__Problems to solve__
(a) According to the law firm passage below, on what date did Steven M. Fried join the firm as a partner?
(b) List every practice area named in the law firm passage below as part of Mr. Fried's diverse practice.

__Passage provided__
=== Section Start ===
The statute that deals with how to determine the AWW is also tied to the statute establishing the limitation period for filing a claim for compensation benefits. The statute of limitations is also different for traumatic injuries and occupational diseases, but that is an article for another day!

This may seem a little complicated, but the most important thing for any worker to do is see a doctor as soon as they are hurt, or think they may be hurt. Make sure your doctor states what injuries you have (physical or emotional), how the work is related to the injuries, if the injuries prevented you from staying overseas or from earning as much money as you were earning once you returned home, and what type of treatment you need. Then contact an attorney immediately with the doctor’s records! With this information, we can show the Court the best way to calculate your AWW and protect your interests.

New Partner Joins The Firm

We are very pleased to announce Mr. Steven M. Fried joined the firm as a partner on August 1, 2016. Mr. Fried attended the University of Miami for undergraduate studies, earning a Bachelor’s Degree in Political Science, graduating with Honors. He then attended the University of Miami School of Law, earning his Juris Doctorate in 1993. After graduation, he gained extensive courtroom experience as a Broward County Assistant State Attorney.

As his courtroom skills were honed, Mr. Fried took a position as an attorney for a large workers’ compensation defense practice. In 1997 he made the decision to represent injured workers against those same insurance companies. Since then, Mr. Fried has developed a diverse practice, which includes the following areas:

· Florida Workers’ Compensation Injury Claims

· Social Security Disability Claims

· Personal Injury Claims, including car accidents, slip and falls, and wrongful death

· Foreclosure Litigation

· Residential and Commercial Real Estate
With his knowledge in these areas, he became a host of the radio talk show “Foreclosure 411”, which was heard in many South Florida markets. Mr. Fried has also lectured lawyers and non-lawyer groups in the area of workers’ compensation, and he has held a position on the Workers’ Compensation Section for the Broward County Bar Association. Mr. Fried is licensed to practice in the State of Florida and the U.S. District Court for the Southern District of Florida.

Mr. Fried may be contacted directly at steve@barnettandlerner.com.

Success Stories

S.G. v. DynCorp International and AIG, 2012-LDA-413 (June 11, 2015), aff’d BRB No. 15-0404 (July 5, 2016).

In this case, our client suffered severe injuries while working overseas, ultimately rendering permanently and totally disabled. After extensive litigation, David Barnett, Esq. was successful in securing attendant care provided by our client’s parents, and requiring the Employer/Carrier to build and provide a handicap accessible home at the Employer/Carrier’s expense. A dispute over housing expenses, such as utilities, and guardianship expenses arose. This required additional litigation, and Mr. Barnett prevailed at trial, with Judge Lee Romero ordering the Employer/Carrier to pay for the utilities associated with the house (electric, water, alarm/security, etc.), but Judge Romero denied the requested guardianship expense, requiring the Claimant to pay for the local court-appointed guardianship. Both the Employer/Carrier and the Claimant appealed this decision, and the Benefits Review Board affirmed the award of housing expenses as a medical benefit, due to the Claimant’s doctors indicating the expenses were medically necessary. While the trial judge noted that guardianship expenses were a case of first impression, the Benefits Review Board stated that the Longshore Act does not specifically address guardianship expenses, and that the trial judge erred when he relied on local state law to decide the issue. The appellate board stated the proper standard was whether the guardianship was medically necessary under Section 7. This was a medical question for the Claimant’s doctor. The case is still open, and we are working with the Claimant and his doctors to obtain the information suggested by the appellate court.
=== Section End ===
Data excerpts:
=== Section Start ===
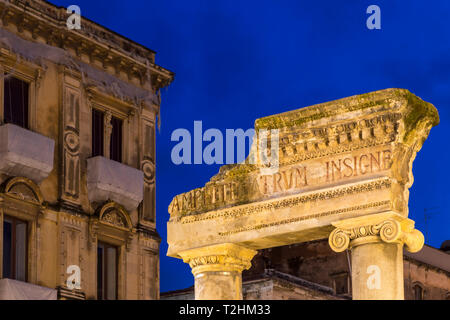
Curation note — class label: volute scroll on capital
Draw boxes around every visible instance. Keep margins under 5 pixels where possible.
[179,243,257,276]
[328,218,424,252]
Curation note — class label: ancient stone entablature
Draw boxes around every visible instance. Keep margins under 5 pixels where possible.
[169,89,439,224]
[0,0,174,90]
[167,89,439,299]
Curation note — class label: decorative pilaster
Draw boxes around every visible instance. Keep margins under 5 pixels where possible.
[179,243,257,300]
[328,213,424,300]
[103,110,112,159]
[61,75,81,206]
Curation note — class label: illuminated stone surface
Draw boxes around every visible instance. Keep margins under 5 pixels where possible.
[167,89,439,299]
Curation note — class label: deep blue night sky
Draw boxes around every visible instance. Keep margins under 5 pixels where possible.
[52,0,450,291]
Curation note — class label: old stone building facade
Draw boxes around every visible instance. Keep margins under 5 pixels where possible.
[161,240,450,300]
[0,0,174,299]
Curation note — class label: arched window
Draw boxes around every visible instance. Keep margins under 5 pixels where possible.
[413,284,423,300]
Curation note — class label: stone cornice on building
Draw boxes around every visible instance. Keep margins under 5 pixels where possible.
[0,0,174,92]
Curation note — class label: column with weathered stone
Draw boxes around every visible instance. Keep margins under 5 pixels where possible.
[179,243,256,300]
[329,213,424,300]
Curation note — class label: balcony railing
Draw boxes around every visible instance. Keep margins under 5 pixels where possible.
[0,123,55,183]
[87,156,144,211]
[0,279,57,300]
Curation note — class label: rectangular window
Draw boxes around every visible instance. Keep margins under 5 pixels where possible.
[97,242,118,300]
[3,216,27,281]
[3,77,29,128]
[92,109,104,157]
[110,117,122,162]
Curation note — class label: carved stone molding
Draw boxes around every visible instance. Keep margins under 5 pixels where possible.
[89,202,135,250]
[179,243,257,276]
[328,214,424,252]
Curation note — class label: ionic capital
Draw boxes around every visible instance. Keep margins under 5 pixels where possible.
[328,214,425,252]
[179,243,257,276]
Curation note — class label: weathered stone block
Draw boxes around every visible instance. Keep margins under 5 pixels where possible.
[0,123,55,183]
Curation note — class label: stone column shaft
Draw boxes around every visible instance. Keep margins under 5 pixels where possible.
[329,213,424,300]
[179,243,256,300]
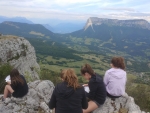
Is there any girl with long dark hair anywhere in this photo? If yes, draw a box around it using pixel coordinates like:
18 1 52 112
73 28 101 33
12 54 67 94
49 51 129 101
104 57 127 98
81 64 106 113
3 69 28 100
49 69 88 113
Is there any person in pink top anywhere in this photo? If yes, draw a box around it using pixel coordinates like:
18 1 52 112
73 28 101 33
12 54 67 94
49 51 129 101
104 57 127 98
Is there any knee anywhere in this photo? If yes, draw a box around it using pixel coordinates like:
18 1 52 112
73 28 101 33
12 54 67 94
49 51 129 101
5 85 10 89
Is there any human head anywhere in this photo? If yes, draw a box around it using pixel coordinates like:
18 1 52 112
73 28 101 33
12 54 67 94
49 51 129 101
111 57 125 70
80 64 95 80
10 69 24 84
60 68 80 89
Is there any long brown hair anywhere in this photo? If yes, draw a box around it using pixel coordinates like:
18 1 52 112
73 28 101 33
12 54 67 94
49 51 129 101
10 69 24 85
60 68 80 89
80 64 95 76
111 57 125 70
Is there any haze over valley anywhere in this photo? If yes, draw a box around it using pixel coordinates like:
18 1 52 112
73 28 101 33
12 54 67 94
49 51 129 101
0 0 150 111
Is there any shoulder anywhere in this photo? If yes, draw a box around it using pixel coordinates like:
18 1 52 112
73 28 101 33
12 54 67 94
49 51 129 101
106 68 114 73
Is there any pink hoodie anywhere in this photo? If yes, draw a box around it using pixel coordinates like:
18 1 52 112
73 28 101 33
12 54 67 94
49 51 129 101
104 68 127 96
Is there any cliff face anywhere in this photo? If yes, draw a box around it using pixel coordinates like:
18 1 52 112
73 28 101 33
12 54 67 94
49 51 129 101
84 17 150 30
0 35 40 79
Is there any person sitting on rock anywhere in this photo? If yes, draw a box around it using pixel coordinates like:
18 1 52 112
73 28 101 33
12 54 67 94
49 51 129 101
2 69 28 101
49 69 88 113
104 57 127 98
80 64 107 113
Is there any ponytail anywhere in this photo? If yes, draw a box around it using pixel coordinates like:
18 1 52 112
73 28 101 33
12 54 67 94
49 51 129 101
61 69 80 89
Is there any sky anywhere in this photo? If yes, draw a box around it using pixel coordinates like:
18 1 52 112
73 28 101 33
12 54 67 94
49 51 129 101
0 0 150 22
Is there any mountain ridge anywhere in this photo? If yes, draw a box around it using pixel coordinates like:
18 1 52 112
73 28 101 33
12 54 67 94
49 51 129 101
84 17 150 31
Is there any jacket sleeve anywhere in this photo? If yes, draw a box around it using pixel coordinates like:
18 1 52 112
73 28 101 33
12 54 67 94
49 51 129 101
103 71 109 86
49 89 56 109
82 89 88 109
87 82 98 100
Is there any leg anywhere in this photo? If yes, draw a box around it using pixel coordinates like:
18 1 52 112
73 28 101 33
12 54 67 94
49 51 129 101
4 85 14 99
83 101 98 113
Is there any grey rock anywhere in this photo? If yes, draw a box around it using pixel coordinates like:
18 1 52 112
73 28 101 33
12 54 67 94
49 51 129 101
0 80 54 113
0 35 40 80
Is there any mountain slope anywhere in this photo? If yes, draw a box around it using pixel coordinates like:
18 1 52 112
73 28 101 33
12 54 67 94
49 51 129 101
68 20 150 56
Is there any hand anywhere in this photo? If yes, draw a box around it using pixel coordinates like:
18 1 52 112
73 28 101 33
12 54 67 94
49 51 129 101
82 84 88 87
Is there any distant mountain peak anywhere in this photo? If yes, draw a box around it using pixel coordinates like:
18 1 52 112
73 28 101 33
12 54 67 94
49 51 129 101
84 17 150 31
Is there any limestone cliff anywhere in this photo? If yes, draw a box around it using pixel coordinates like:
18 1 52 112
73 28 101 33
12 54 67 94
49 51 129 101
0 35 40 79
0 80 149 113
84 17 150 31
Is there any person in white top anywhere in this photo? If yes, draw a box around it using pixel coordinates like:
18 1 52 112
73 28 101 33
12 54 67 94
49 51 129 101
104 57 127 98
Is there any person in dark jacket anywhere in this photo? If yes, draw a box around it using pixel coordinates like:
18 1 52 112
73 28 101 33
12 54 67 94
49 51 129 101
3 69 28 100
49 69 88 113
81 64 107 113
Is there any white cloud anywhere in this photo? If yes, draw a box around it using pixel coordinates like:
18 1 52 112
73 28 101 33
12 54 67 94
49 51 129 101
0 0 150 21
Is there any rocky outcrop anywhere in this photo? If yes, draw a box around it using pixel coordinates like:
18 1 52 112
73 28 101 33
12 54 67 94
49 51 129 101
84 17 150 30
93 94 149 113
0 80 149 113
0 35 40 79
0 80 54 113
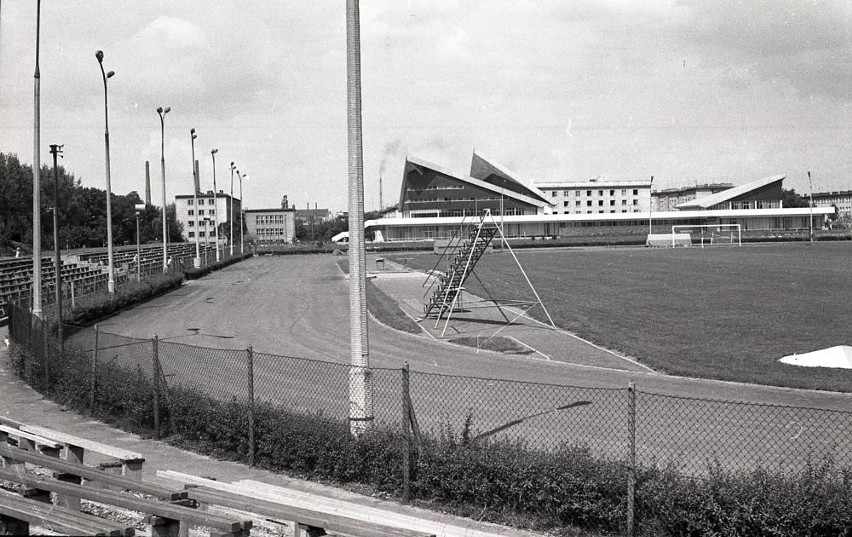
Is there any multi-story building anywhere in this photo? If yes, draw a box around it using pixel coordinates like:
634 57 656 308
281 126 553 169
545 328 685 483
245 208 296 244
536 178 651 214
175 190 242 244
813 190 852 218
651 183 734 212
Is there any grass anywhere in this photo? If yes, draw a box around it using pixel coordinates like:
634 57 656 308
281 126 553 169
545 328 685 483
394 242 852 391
=== Section End ===
__Task responses__
(a) August 1, 2016.

(b)
- Florida Workers' Compensation Injury Claims
- Social Security Disability Claims
- Personal Injury Claims, including car accidents, slip and falls, and wrongful death
- Foreclosure Litigation
- Residential and Commercial Real Estate